▶ **Study text**

Health watchdog, the Care Quality Commission (CQC), have ordered Birmingham’s Queen Elizabeth Hospital to submit weekly reports monitoring the heart unit for the “foreseeable future” following concerns raised about high death rates during or following heart procedures. The Commission confirmed that it would be publishing its results in the near future.
“a cluster of deaths”
The University Hospitals Birmingham Trust that runs the hospital revealed that concerns had been raised following “a cluster of deaths”, and that a surgeon had been dismissed when it was found that he had been misrepresenting the time spent on heart-lung bypass machines. The surgeon, Ian Wilson, had been subject to investigations for 12 months before his dismissal in 2013. The internal investigation revealed that Mr Wilson had lost 15 patients during a 14 month period. It was found that he had been understating the time spent on the bypass machines. Studies have found that the longer a patient spends on the machine, the more likely it is to result in complications or death.
Chief inspector of Hospitals at the CQC, Prof Sir Mike Richards, said that the Trust had been subject to inspection on 21 and 22 December 2015. During the inspection “significant concerns” were raised by auditors surrounding the “safety, effectiveness and responsiveness of the service”. The Trust was ordered to “take immediate action” to monitor “individual patient safety and outcome data on a weekly basis”.
An independent team of auditors from the Royal College of Surgeons has been formed to review procedures at the hospital and to develop a comprehensive programme of improvements necessary.

▶ **Work required**
Write out the hospital heart unit report word for word, everything from "Health watchdog, the" down to "the near future.". Rely on the text alone to complete the work.

Text-to-region grounding data
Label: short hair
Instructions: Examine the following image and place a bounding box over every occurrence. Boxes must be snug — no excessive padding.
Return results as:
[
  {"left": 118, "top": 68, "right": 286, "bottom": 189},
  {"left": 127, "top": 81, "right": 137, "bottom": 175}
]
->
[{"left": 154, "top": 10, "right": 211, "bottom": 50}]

--

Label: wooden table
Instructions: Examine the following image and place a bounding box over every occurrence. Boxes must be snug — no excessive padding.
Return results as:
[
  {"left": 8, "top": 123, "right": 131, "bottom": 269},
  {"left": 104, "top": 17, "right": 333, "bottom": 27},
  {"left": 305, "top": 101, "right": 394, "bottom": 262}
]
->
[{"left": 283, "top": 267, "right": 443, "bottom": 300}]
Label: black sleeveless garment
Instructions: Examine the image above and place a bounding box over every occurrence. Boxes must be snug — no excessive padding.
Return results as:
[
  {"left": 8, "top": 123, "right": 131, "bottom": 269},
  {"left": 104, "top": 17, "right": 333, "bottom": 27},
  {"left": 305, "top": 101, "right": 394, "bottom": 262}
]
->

▶ **The answer**
Health watchdog, the Care Quality Commission (CQC), have ordered Birmingham’s Queen Elizabeth Hospital to submit weekly reports monitoring the heart unit for the “foreseeable future” following concerns raised about high death rates during or following heart procedures. The Commission confirmed that it would be publishing its results in the near future.